* **Short task**:
Substitute "detection model" for every occurrence of "object detector" in the material below, and reproduce the material otherwise unchanged.

* **Data entries**:
────────────────────────────────────────

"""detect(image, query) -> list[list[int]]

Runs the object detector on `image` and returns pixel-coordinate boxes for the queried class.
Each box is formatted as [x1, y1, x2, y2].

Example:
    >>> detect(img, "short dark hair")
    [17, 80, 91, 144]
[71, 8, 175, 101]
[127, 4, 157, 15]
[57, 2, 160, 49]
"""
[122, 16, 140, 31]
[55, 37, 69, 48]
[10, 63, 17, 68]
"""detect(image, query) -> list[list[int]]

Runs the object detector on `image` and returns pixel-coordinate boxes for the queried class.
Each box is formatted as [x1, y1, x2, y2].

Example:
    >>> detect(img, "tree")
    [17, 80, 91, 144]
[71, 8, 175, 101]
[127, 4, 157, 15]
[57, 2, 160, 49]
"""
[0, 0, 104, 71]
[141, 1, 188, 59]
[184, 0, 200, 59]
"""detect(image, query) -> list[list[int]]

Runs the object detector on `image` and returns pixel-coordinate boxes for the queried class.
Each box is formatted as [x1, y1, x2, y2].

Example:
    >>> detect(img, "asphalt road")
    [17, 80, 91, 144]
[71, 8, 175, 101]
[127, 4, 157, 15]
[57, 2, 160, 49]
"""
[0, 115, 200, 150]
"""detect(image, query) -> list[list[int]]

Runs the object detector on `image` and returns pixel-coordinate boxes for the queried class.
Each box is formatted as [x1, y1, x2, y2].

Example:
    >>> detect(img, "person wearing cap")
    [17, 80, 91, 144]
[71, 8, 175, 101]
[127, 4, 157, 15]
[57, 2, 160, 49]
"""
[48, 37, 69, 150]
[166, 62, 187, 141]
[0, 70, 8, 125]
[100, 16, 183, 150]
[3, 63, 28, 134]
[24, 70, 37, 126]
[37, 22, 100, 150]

────────────────────────────────────────

* **Task result**:
"""detect(image, query) -> list[list[int]]

Runs the detection model on `image` and returns pixel-coordinate boxes for the queried class.
Each box is formatted as [x1, y1, x2, y2].

Example:
    >>> detect(img, "short dark hair")
    [17, 80, 91, 144]
[71, 8, 175, 101]
[127, 4, 157, 15]
[57, 2, 160, 49]
"""
[122, 16, 140, 31]
[55, 37, 69, 48]
[10, 63, 17, 68]
"""detect(image, query) -> list[list[int]]

Runs the detection model on `image` and returns pixel-coordinate boxes for the queried class.
Each box is formatted as [x1, y1, x2, y2].

Example:
    >>> detect(img, "tree")
    [17, 80, 91, 144]
[71, 8, 175, 101]
[127, 4, 157, 15]
[57, 2, 160, 49]
"""
[0, 0, 104, 71]
[141, 1, 188, 59]
[184, 0, 200, 59]
"""detect(image, query) -> list[list[int]]

Runs the detection model on `image` and returns pixel-coordinate boxes for the queried class.
Each box is formatted as [x1, y1, x2, y2].

Example:
    >>> detect(img, "asphalt road")
    [17, 80, 91, 144]
[71, 8, 175, 101]
[127, 4, 157, 15]
[57, 2, 160, 49]
"""
[0, 115, 200, 150]
"""detect(image, query) -> list[list[int]]

Runs the detection model on `image` and returns pixel-coordinate boxes for the queried class.
Each box is formatted as [x1, y1, x2, y2].

Example:
    >>> detect(img, "person wearing cap")
    [17, 80, 91, 144]
[71, 8, 175, 101]
[127, 4, 157, 15]
[57, 2, 160, 49]
"""
[48, 37, 69, 150]
[166, 62, 187, 141]
[0, 70, 8, 125]
[100, 16, 183, 150]
[3, 63, 28, 134]
[24, 70, 37, 126]
[37, 22, 100, 150]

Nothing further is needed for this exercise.